MY FIRST SOBER SHOW

There’s a moment that sticks with me from 2022.

I was standing in a crowd at a Goose show at First Bank, people dancing, the lights bouncing off faces that looked just as alive as the sound coming from the stage. Normally, that scene would have included a drink in my hand. For years, that’s how concerts worked for me.

But this time was different.

It was my first show sober.

I had stopped drinking on March 13, 2022. At that point, sobriety was still new territory. Everything felt a little uncertain. I knew I needed the change, but I also wondered what it meant for the things I loved most.

Music was one of them.

Live music had always been a place where I felt at home. The kind of place where strangers become friends for a few hours and everyone seems to understand something that’s hard to explain. But alcohol had always been part of that ritual.

So walking into that show sober felt like stepping into the unknown.

I remember the moment the band started playing. The room filled with sound and the crowd surged forward. People were cheering, dancing, raising their drinks. And I stood there for a second thinking…

Is this going to feel different?

And it did.

But not in the way I expected.

Instead of feeling disconnected, I felt more present than I had in years. I heard every note more clearly. I noticed the small moments—the guitar player locking into a groove, the crowd singing back a chorus, the feeling of being surrounded by people who were all there for the same reason.

# # # #

### The tasks
[a] According to the essay, on what date did the writer stop drinking?
[b] In the entries, swap "cooktop" for "stovetop" in the part that opens with the line containing "steel cooktop in" and closes at the end of the entries. Reproduce only that part, with everything else unchanged.
The entries have no connection to the essay.

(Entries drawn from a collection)
# # # #

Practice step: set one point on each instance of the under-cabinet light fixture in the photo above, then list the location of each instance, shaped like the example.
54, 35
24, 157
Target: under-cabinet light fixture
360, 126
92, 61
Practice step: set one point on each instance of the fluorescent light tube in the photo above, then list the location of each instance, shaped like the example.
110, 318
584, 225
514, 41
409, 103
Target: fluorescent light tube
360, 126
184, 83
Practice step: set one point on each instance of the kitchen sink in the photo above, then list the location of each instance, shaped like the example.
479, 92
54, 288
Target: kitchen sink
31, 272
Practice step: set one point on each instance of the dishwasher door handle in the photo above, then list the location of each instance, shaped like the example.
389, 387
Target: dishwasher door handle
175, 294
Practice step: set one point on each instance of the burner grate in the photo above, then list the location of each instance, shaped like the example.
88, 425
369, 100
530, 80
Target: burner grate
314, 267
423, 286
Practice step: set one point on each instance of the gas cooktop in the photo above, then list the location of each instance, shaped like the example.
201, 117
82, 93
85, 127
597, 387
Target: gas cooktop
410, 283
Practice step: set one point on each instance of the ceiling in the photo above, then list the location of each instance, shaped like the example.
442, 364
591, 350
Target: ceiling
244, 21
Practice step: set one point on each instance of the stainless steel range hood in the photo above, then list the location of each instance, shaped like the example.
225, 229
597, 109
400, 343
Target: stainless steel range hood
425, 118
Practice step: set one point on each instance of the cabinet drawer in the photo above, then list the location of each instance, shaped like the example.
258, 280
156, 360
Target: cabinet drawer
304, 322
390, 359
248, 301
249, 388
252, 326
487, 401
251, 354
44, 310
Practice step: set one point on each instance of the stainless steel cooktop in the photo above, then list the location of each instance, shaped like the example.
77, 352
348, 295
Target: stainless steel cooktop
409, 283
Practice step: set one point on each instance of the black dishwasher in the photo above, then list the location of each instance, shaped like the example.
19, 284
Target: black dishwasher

# # # #

### The results
[a] March 13, 2022

[b]
Practice step: set one point on each instance of the stainless steel stovetop in the photo above, then list the location of each instance, shaped like the example.
77, 352
348, 295
Target: stainless steel stovetop
409, 283
Practice step: set one point on each instance of the black dishwasher in the photo above, then list the location of each instance, shaped like the example.
19, 284
Target: black dishwasher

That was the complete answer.